**GIVEN TEXT:**
BEGIN

Speeding Up Your Python Code (Posted on March 16th, 2013)

In my opinion the Python community is split into 3 groups. There's the Python 2.x group, the 3.x group, and the PyPy group. The schism basically boils down to library compatibility issues and speed. This post is going to focus on some general code optimization tricks as well as breaking out into C to for significant performance improvements. I'll also show the run times of the 3 major python groups. My goal isn't to prove one better than the other, just to give you an idea of how these particular examples compare with each other under different circumstances.

Using Generators

One commonly overlooked memory optimization is the use of generators. Generators allow us to create a function that returns one item at a time rather than all the items at once. If you're using Python 2.x this is the reason for using xrange instead of range or ifilter instead of filter. A great example of this is creating a large list of numbers and adding them together.

import timeit
import random

def generate(num):
    while num:
        yield random.randrange(10)
        num -= 1

def create_list(num):
    numbers = []
    while num:
        numbers.append(random.randrange(10))
        num -= 1
    return numbers
        
print(timeit.timeit("sum(generate(999))", setup="from __main__ import generate", number=1000))
>>> 0.88098192215 #Python 2.7
>>> 1.416813850402832 #Python 3.2
print(timeit.timeit("sum(create_list(999))", setup="from __main__ import create_list", number=1000))
>>> 0.924163103104 #Python 2.7
>>> 1.5026731491088867 #Python 3.2

Not only is it slightly faster but you also avoid storing the entire list in memory!

Introducing Ctypes

For performance critical code Python natively provides us with an API to call C functions. This is done through ctypes. You can actually take advantage of ctypes without writing any C code of your own. By default Python comes with the standard c library precompiled for you. We can go back to our generator example to see just how much more ctypes will speed up our code.

import timeit
from ctypes import cdll

def generate_c(num):
    #Load standard C library
    libc = cdll.LoadLibrary("libc.so.6") #Linux
    #libc = cdll.msvcrt #Windows
    while num:
        yield libc.rand() % 10
        num -= 1

print(timeit.timeit("sum(generate_c(999))", setup="from __main__ import generate_c", number=1000))

END

**EXTRACTED DATA:**
BEGIN

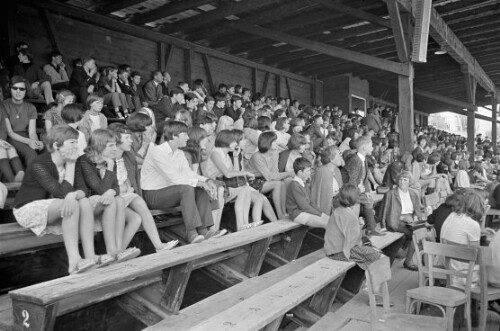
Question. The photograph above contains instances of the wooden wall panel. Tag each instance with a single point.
(79, 39)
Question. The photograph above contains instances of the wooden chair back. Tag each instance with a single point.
(419, 237)
(462, 253)
(378, 273)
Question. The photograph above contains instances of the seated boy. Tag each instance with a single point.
(298, 198)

END

**PROBLEM DETAILS:**
Continue the post on speeding up Python code, picking up right after its final line.

**RESULT:**
>>> 0.434374809265 #Python 2.7
>>> 0.7084300518035889 #Python 3.2

Just by switching to the C random function we cut our run time in half! Now what if I told you we could do better?

Introducing Cython

Cython is a superset of Python that allows for the calling of C functions as well as declaring types on variables to increase performance. To try this out we'll need to install Cython.

sudo pip install cython

Cython is essentially a fork of another similar library called Pyrex which is no longer under development. It will compile our Python-like code into a C library that we can call from within a Python file. Use .pyx instead of .py for your python files. Let's see how Cython works with our generator code.

#cython_generator.pyx
import random

def generate(num):
    while num:
        yield random.randrange(10)
        num -= 1

We also need to create a setup.py so that we can get Cython to compile our function.

from distutils.core import setup
from distutils.extension import Extension
from Cython.Distutils import build_ext

setup(
    cmdclass = {'build_ext': build_ext},
    ext_modules = [Extension("generator", ["cython_generator.pyx"])]
)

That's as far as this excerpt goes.